+++ Data lines +++

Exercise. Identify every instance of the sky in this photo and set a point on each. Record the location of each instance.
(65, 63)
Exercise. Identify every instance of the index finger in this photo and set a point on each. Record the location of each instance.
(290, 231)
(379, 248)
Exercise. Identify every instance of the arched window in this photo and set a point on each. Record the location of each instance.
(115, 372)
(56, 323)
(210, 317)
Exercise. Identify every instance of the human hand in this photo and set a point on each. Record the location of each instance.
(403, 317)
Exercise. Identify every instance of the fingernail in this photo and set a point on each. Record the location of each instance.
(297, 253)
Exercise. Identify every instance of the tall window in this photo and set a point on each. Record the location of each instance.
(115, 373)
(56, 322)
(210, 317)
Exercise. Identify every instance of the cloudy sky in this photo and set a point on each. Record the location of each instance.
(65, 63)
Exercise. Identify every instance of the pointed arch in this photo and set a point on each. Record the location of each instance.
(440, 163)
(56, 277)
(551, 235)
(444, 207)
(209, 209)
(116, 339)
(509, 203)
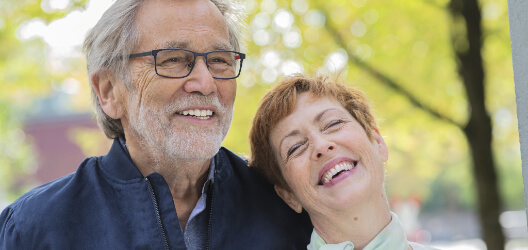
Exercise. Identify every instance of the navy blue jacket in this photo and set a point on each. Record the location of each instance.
(108, 204)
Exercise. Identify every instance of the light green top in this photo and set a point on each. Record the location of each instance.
(391, 237)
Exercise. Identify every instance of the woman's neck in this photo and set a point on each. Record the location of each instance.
(358, 225)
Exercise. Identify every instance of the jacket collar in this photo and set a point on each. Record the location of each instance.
(118, 164)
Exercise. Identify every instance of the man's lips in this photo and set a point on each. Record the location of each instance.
(335, 168)
(201, 113)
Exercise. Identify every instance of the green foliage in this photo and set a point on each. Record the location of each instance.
(24, 76)
(409, 42)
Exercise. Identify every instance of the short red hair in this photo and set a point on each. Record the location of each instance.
(279, 102)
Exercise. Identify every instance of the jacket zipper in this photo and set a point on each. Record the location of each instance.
(158, 213)
(211, 214)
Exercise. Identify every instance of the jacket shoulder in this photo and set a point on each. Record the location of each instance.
(41, 208)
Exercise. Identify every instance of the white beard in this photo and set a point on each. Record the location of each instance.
(158, 131)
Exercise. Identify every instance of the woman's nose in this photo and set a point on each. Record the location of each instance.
(322, 147)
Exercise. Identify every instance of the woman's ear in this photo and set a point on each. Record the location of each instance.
(289, 198)
(382, 147)
(105, 86)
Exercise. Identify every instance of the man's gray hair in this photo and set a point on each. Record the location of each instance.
(114, 37)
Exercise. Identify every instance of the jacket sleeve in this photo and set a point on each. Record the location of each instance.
(9, 237)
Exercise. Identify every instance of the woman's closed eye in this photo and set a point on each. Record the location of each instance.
(334, 124)
(296, 148)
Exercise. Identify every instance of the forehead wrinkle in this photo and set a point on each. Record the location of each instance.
(187, 45)
(320, 115)
(291, 134)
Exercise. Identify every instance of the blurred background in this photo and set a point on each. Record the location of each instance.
(439, 74)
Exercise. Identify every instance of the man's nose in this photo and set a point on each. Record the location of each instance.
(200, 80)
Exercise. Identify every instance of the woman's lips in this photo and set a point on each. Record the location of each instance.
(335, 168)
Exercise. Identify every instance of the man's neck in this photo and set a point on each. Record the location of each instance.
(184, 177)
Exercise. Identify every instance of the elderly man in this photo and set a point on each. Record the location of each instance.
(163, 79)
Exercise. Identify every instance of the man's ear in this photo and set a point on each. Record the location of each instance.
(382, 147)
(106, 87)
(289, 198)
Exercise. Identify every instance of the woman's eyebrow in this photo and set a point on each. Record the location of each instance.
(320, 115)
(292, 133)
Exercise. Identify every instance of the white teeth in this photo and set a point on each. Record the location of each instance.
(328, 176)
(202, 114)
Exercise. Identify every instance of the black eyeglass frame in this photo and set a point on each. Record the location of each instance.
(196, 54)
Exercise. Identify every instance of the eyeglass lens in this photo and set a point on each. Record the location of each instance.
(178, 63)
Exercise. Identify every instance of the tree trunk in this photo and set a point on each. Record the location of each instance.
(478, 130)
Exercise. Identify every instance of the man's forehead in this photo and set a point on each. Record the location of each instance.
(189, 45)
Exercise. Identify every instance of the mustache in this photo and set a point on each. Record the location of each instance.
(194, 100)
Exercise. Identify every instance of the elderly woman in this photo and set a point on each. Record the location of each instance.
(317, 142)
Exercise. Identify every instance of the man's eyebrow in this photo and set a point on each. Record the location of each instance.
(292, 133)
(177, 45)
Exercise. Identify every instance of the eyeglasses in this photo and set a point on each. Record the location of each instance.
(178, 63)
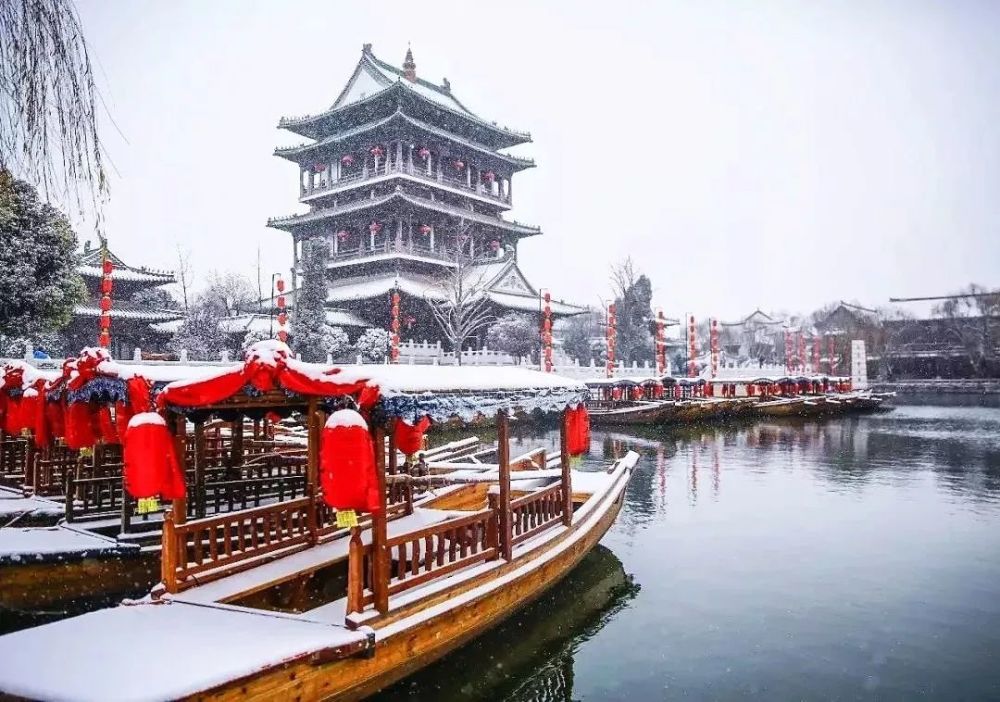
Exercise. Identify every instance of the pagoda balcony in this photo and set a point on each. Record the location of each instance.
(388, 249)
(459, 186)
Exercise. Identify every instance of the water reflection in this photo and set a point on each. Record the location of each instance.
(530, 656)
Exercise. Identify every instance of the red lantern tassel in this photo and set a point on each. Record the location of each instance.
(409, 438)
(347, 459)
(151, 466)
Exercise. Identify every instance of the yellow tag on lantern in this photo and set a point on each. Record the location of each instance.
(347, 518)
(147, 505)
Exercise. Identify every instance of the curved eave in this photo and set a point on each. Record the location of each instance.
(306, 125)
(301, 153)
(290, 223)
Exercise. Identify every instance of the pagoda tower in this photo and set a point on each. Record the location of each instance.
(405, 183)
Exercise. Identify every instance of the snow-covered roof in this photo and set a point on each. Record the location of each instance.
(128, 311)
(399, 195)
(372, 78)
(201, 647)
(397, 119)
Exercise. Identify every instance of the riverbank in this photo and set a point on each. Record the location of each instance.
(973, 386)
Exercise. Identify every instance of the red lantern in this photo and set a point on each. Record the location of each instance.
(409, 438)
(578, 429)
(347, 461)
(151, 465)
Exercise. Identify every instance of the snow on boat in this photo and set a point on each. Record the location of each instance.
(452, 563)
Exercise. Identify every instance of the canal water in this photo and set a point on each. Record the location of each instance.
(853, 558)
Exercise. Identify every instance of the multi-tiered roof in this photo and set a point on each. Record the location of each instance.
(402, 180)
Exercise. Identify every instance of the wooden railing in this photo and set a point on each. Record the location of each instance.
(221, 542)
(536, 512)
(422, 555)
(15, 454)
(50, 467)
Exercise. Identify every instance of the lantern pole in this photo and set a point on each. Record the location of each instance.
(394, 328)
(282, 316)
(107, 267)
(547, 332)
(661, 344)
(612, 335)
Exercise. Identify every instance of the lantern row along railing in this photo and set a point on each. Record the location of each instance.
(422, 555)
(366, 174)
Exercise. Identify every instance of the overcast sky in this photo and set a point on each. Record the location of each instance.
(779, 155)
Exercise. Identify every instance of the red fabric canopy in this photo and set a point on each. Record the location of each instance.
(265, 370)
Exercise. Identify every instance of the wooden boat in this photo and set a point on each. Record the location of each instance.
(227, 617)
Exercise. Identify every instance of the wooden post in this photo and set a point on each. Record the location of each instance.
(169, 552)
(380, 554)
(355, 572)
(503, 458)
(236, 455)
(312, 467)
(567, 480)
(179, 506)
(199, 469)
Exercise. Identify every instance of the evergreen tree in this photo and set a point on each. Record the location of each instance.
(373, 345)
(514, 334)
(310, 315)
(39, 284)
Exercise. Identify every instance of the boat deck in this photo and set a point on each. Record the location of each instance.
(163, 651)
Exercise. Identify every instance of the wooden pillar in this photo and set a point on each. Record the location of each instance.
(313, 433)
(567, 480)
(179, 506)
(503, 458)
(236, 454)
(380, 553)
(199, 469)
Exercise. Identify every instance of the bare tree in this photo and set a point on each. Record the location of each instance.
(184, 273)
(458, 302)
(972, 318)
(48, 100)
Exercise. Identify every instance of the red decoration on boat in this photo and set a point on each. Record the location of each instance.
(409, 438)
(347, 462)
(151, 465)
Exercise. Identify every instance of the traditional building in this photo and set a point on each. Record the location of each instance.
(409, 189)
(132, 323)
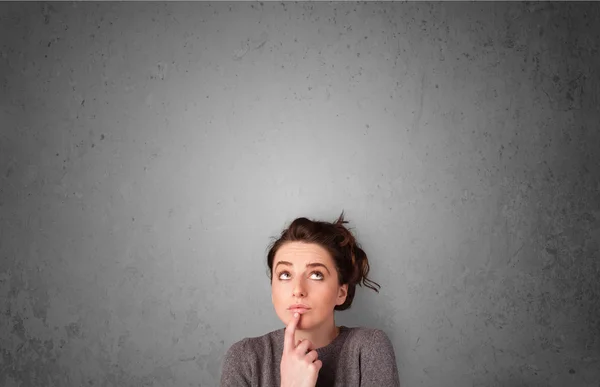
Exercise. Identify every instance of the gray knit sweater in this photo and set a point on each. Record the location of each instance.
(356, 357)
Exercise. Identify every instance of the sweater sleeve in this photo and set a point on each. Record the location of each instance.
(378, 362)
(236, 369)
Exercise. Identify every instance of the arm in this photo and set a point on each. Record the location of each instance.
(236, 368)
(378, 362)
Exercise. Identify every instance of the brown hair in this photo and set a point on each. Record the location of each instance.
(351, 262)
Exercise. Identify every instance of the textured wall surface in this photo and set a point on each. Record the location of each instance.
(148, 152)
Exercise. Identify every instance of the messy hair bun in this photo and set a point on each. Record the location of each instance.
(351, 261)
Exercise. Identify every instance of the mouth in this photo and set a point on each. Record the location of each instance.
(298, 309)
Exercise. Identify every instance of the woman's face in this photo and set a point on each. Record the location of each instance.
(304, 274)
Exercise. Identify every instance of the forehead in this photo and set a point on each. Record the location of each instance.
(302, 252)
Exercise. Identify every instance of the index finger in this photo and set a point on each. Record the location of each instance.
(290, 330)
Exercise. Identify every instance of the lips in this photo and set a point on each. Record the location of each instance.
(300, 308)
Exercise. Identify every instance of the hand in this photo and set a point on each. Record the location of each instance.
(298, 368)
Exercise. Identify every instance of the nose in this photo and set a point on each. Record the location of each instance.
(299, 290)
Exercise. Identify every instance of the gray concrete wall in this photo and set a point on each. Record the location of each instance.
(148, 151)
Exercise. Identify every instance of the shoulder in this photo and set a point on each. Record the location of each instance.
(249, 357)
(368, 337)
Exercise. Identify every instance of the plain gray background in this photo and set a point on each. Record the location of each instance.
(148, 151)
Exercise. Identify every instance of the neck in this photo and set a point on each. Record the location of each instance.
(319, 336)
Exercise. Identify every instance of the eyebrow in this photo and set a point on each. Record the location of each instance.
(315, 264)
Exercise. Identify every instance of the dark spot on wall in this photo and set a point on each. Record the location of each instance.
(73, 330)
(569, 96)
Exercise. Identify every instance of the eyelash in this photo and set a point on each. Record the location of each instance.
(288, 273)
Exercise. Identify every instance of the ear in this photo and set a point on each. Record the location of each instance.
(342, 293)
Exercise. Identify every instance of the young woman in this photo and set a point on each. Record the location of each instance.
(314, 269)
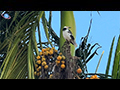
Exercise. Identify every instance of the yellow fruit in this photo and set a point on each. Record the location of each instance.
(63, 62)
(38, 61)
(79, 70)
(62, 66)
(38, 57)
(46, 66)
(59, 58)
(44, 63)
(63, 57)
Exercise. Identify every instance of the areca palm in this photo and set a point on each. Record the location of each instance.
(19, 47)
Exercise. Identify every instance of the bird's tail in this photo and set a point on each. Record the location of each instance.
(74, 43)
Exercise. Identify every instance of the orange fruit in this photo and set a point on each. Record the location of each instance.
(53, 48)
(60, 53)
(38, 57)
(47, 49)
(59, 58)
(51, 52)
(63, 57)
(57, 61)
(43, 50)
(36, 65)
(56, 50)
(39, 67)
(87, 77)
(79, 70)
(38, 61)
(35, 73)
(62, 66)
(63, 62)
(46, 67)
(44, 63)
(43, 59)
(41, 53)
(51, 75)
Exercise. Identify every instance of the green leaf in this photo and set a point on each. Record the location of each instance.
(109, 58)
(30, 62)
(99, 62)
(44, 22)
(116, 60)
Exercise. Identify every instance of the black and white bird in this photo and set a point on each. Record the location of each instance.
(67, 34)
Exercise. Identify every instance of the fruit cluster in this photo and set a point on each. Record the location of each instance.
(93, 77)
(60, 61)
(42, 62)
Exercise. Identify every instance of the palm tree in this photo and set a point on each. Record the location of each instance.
(19, 50)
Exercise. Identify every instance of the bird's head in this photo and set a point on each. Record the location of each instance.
(66, 28)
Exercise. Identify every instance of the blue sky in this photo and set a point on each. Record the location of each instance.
(103, 29)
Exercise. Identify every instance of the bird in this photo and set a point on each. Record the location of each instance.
(67, 34)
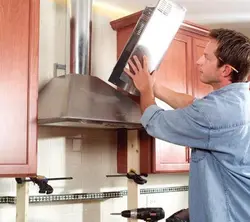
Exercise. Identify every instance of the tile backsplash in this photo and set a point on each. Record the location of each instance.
(91, 159)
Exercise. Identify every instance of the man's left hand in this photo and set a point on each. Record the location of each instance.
(142, 79)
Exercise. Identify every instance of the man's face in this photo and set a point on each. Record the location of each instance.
(207, 65)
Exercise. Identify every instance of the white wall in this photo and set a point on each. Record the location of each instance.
(97, 156)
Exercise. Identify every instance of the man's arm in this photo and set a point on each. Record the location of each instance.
(174, 99)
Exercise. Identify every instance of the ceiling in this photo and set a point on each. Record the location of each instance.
(214, 13)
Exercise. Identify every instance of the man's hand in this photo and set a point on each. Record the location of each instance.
(143, 81)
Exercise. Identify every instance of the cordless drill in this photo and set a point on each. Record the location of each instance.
(149, 214)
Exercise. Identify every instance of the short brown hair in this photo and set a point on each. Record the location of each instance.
(233, 49)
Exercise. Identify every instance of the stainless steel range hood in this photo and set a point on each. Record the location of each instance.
(79, 99)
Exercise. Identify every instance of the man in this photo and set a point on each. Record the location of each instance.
(216, 127)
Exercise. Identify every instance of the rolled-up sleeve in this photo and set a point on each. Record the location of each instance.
(186, 127)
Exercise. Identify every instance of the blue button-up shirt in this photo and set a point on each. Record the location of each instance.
(217, 128)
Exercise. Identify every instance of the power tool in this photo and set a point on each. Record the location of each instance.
(149, 214)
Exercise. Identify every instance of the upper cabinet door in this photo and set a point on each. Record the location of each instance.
(199, 89)
(19, 41)
(174, 71)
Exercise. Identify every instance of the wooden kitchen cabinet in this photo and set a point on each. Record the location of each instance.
(19, 41)
(179, 72)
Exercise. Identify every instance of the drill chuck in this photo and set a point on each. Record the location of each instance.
(147, 214)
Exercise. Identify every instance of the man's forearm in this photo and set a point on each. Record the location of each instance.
(174, 99)
(147, 99)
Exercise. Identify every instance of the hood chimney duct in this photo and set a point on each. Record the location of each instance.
(80, 26)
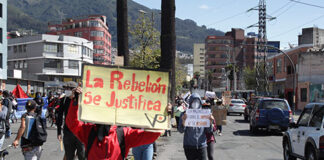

+++

Exercise details: Which lines of the material above contain the string "hood"? Pick out each one and copy it in full, treating uppercase and lowercase as different.

Right answer:
Exercise. Identify every instance of the stainless steel range hood in this photo and set a point on each. Record the location of each instance.
Exercise. Identify every instance of the hood chimney duct in this photo and set a point on each. Record the location of each instance.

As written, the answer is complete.